[Entries shown Boundary: Start]
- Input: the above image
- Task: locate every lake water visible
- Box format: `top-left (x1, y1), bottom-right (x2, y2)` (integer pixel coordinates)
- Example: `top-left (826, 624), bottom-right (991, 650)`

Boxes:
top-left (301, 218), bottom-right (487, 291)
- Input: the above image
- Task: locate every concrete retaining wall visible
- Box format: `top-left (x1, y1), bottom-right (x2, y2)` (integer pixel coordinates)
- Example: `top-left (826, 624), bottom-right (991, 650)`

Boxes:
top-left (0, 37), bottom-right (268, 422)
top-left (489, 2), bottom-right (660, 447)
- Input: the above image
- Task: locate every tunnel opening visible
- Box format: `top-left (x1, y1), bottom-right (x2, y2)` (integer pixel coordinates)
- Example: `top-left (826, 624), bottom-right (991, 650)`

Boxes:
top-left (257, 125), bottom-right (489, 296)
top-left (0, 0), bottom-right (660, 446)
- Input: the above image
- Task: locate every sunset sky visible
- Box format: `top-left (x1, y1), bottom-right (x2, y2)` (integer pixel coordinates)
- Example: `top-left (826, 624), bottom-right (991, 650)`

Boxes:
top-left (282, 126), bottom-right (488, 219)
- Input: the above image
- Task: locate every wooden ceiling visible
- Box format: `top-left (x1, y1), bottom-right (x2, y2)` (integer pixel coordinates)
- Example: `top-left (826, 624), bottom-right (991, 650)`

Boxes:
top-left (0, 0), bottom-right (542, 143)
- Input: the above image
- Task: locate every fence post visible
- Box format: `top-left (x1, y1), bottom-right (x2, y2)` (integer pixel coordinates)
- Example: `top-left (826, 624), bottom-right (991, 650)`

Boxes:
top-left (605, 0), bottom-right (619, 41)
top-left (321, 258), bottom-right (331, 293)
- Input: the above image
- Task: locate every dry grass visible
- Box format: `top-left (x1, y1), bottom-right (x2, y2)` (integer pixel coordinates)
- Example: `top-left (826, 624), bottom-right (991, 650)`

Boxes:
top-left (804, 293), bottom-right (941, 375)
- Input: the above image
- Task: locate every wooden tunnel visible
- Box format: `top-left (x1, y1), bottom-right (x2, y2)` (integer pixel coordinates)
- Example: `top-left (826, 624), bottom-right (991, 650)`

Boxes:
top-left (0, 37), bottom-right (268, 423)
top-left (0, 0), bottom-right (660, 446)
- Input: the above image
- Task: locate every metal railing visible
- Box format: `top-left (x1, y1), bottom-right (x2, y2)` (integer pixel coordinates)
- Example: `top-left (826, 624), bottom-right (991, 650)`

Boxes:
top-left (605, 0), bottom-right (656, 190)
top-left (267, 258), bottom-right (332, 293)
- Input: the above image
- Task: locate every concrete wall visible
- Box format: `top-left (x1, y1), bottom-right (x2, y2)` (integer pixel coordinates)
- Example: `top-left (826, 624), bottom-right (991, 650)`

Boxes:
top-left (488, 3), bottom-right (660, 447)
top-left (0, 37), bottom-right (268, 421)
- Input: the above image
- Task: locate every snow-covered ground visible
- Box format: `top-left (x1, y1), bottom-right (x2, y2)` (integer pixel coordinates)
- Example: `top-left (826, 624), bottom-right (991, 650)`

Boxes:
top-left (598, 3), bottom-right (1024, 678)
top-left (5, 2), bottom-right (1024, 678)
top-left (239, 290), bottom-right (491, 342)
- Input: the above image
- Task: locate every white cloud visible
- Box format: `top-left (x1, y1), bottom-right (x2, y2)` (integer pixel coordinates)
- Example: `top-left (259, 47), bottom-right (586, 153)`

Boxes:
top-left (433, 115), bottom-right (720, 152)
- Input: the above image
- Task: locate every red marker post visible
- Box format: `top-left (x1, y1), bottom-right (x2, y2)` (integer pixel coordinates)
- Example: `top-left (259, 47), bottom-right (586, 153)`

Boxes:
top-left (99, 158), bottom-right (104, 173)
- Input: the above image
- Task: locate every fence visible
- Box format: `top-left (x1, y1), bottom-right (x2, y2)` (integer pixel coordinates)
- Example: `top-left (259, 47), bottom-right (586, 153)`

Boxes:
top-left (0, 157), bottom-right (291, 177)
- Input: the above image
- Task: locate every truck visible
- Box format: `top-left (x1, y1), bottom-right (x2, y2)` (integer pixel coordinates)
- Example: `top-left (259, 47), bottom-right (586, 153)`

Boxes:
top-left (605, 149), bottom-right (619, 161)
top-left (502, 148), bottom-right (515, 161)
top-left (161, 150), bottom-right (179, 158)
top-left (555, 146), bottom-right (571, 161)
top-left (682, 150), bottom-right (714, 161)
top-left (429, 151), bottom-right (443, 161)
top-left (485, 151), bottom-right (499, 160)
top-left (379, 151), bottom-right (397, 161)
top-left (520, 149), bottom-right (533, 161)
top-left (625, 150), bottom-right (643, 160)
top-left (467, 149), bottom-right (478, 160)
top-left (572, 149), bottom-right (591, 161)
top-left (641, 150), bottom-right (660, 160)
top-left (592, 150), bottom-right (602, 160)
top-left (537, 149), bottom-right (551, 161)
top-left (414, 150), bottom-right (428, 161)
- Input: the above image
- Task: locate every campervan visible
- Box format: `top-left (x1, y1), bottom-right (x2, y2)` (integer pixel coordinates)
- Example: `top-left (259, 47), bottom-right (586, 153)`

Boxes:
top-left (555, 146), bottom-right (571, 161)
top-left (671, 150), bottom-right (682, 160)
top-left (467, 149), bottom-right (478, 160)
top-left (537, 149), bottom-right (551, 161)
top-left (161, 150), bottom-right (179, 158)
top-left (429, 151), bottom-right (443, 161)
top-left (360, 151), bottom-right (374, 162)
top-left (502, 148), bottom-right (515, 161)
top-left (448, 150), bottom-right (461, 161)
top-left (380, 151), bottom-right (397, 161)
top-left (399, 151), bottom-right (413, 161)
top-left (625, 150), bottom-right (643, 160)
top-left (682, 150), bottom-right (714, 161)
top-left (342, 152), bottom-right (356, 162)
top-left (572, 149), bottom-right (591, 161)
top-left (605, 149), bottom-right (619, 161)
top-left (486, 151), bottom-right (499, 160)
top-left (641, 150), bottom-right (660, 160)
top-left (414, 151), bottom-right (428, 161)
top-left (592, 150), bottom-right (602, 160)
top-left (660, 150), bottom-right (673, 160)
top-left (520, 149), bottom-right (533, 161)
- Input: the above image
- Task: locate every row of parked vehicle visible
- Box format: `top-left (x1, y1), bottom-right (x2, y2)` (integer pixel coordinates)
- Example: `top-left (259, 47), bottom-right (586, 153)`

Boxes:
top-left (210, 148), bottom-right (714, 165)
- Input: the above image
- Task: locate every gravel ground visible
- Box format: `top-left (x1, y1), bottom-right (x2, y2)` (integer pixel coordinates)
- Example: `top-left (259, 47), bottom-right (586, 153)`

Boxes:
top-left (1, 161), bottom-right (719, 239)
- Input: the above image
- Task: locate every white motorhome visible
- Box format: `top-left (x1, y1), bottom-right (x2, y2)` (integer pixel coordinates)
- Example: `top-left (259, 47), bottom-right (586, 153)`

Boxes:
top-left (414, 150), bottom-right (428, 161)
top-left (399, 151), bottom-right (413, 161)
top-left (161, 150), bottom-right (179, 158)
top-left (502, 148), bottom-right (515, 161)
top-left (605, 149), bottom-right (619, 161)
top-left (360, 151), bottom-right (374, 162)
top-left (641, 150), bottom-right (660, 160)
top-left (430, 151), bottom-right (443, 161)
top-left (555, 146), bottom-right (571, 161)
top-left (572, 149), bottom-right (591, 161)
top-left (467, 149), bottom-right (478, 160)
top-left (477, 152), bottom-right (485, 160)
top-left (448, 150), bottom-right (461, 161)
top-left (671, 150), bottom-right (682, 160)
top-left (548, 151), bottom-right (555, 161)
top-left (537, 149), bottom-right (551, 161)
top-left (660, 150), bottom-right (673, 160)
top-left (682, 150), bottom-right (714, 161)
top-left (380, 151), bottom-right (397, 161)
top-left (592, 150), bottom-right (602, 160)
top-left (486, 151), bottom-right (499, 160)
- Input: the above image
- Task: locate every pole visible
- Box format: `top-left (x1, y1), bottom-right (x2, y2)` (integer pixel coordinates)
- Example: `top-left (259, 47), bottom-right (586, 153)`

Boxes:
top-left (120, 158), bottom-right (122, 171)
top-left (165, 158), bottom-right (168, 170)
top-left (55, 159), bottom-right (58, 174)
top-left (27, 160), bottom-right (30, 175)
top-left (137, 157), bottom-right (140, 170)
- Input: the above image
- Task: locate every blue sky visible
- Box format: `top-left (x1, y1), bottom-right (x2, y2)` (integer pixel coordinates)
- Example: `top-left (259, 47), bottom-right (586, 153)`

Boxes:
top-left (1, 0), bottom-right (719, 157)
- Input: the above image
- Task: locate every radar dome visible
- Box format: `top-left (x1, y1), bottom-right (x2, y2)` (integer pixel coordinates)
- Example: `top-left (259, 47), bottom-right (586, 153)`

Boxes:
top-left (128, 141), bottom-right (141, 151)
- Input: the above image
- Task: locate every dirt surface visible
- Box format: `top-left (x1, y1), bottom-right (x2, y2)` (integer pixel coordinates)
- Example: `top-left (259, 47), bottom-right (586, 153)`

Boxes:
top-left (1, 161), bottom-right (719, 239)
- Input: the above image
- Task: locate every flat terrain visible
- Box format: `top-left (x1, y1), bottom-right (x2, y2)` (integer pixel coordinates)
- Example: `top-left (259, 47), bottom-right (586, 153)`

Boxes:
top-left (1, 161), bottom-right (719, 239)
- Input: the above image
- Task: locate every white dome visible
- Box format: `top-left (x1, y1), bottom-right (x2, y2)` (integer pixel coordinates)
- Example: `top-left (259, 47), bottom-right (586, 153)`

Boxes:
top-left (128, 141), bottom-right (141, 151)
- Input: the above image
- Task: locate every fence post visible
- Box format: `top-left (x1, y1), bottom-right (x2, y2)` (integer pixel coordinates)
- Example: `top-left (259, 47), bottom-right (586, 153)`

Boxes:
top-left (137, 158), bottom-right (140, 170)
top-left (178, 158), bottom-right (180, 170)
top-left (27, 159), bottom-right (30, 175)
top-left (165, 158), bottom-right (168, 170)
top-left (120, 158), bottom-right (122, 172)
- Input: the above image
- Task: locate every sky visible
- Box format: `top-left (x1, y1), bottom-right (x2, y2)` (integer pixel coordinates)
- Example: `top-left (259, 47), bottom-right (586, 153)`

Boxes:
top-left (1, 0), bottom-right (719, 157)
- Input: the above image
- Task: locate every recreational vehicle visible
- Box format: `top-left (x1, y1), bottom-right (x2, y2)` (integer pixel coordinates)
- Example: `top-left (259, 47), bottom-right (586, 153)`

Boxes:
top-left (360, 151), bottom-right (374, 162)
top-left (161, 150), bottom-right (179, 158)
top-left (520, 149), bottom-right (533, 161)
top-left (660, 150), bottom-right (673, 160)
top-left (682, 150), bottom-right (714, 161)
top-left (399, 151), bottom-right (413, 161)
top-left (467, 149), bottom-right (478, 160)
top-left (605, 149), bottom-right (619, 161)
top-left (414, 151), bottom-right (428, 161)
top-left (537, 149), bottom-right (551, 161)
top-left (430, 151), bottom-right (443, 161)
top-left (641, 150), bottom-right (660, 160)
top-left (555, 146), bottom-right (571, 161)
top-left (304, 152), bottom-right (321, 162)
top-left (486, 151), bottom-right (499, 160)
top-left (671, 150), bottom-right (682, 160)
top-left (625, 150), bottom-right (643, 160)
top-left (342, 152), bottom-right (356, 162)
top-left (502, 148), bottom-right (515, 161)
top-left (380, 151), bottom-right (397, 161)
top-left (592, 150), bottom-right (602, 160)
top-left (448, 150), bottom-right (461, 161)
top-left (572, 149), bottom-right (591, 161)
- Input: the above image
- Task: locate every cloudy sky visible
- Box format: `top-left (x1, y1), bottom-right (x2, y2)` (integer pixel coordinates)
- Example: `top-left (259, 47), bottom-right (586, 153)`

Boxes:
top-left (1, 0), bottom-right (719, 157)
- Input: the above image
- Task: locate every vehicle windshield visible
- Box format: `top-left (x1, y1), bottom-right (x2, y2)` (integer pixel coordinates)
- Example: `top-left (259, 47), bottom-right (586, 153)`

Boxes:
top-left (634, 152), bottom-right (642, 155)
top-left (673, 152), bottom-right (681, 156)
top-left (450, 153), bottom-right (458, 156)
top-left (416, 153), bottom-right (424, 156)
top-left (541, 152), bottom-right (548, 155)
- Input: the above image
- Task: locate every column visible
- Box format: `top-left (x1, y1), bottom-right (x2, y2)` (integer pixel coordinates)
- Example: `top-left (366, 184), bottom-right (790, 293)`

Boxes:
[Entries shown Boundary: End]
▶ **Task description**
By examining the material line by line, establish how many lines contain "concrete" and give only that number.

▶ **Solution**
2